Reproduce the listing verbatim.
[INFORMATION SUPPLIED start]
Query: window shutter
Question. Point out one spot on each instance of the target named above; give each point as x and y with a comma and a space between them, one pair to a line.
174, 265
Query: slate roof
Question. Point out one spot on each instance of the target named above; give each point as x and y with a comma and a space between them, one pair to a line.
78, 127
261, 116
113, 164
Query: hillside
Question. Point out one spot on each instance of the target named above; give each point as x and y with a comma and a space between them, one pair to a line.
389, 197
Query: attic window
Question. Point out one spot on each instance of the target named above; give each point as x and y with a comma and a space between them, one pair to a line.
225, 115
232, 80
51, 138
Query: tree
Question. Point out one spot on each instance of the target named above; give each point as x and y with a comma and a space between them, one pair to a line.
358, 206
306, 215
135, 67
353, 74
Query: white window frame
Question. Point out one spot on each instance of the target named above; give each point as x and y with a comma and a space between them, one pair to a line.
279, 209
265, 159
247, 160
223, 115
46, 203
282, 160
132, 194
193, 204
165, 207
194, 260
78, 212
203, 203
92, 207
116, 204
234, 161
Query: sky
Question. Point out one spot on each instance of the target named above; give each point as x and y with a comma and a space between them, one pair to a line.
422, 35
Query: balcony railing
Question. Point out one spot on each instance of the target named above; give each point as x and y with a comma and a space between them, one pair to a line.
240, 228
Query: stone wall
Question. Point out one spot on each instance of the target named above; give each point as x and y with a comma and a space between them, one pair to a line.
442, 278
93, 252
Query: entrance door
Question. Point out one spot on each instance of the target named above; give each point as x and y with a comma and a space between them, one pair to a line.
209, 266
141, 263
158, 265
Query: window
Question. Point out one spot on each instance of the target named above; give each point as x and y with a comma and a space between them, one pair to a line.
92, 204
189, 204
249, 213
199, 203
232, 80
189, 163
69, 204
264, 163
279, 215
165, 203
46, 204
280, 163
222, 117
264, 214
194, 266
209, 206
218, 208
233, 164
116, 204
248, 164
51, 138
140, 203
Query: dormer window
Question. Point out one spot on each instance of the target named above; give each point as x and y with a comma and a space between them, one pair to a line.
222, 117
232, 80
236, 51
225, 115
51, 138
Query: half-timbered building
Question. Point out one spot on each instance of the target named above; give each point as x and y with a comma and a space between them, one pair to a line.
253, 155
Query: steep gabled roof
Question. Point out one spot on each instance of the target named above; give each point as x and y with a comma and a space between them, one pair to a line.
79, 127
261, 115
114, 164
[INFORMATION SUPPLIED end]
◆ ANSWER TO THIS TASK:
Query: window shutter
Question. Point out one spot on each instance of the target named above; give each point as x and y with a comma and a space between them, one pair to a line.
174, 265
Query: slate roof
Question. Point out one spot on each instance of the target named above; give each point as x and y with a comma and a space between them, one pair to a line.
78, 127
261, 116
113, 164
Query: hillside
Question. Point out one spot on each instance of the target named above; give each point as x and y with a comma and a space between them, one pair to a line.
389, 197
Query: attic window
Question. Point out one spot on each instance of the target named above; give each point as x and y with a comma and a space between them, one pair to a line.
225, 115
232, 80
51, 138
Query: tree
Question. Point out one spot on each instance of the target named above; give each point as x and y with a comma and a space between them, one pair to a line.
358, 206
306, 215
135, 67
353, 74
Query: white window frame
Question. Point out one spot on each instance of the target named above; give each point as x and y with a comma and a space between them, one pair to a line.
279, 209
265, 159
247, 160
223, 115
46, 203
282, 160
132, 194
193, 204
165, 207
194, 260
78, 212
203, 203
92, 207
116, 204
234, 161
Query: sky
Question. Point out one spot on each instance of the target named above; give each point as x and y with a comma and a space between them, one pair to a line.
422, 35
Query: balcony railing
Question. Point out one spot on each instance of the target named above; give each point as x and y with a comma and a space between them, one pair to a line.
240, 228
Query: stone wall
Question. Point out one spot on each instance of the target named above; give each point as x and y with a comma and a space between them, one pair to a line.
442, 278
93, 252
Query: entrance door
Question. Point out one spot on each instance of the target named above; give each point as x and y with a comma and a space between them, one pair to a line.
209, 266
141, 263
158, 265
Query: window
Question. Point out one spot on each instance of the target named above; give each point as x and y with a comma and a space between them, one pair to a line.
92, 204
189, 204
249, 213
199, 203
232, 80
189, 163
69, 204
264, 163
279, 215
165, 203
46, 204
280, 163
222, 117
264, 214
194, 266
209, 206
218, 208
233, 164
116, 204
248, 164
51, 138
140, 203
Query: dormer window
Question. Point out one spot on each instance of the target named above; give each point as x and y with a comma and a space between them, one pair to a line.
222, 117
232, 80
236, 51
225, 115
51, 138
Query: half-timbered building
Question. Point out one spot on each instance of the target named above; give each point as x and y with a comma and a space between them, one pair to a line.
253, 155
Query: steep gabled roof
Question. Point out one spot on each instance of the target named above; give each point as x and y with a comma and a space between them, one pair to a line.
79, 127
261, 115
114, 164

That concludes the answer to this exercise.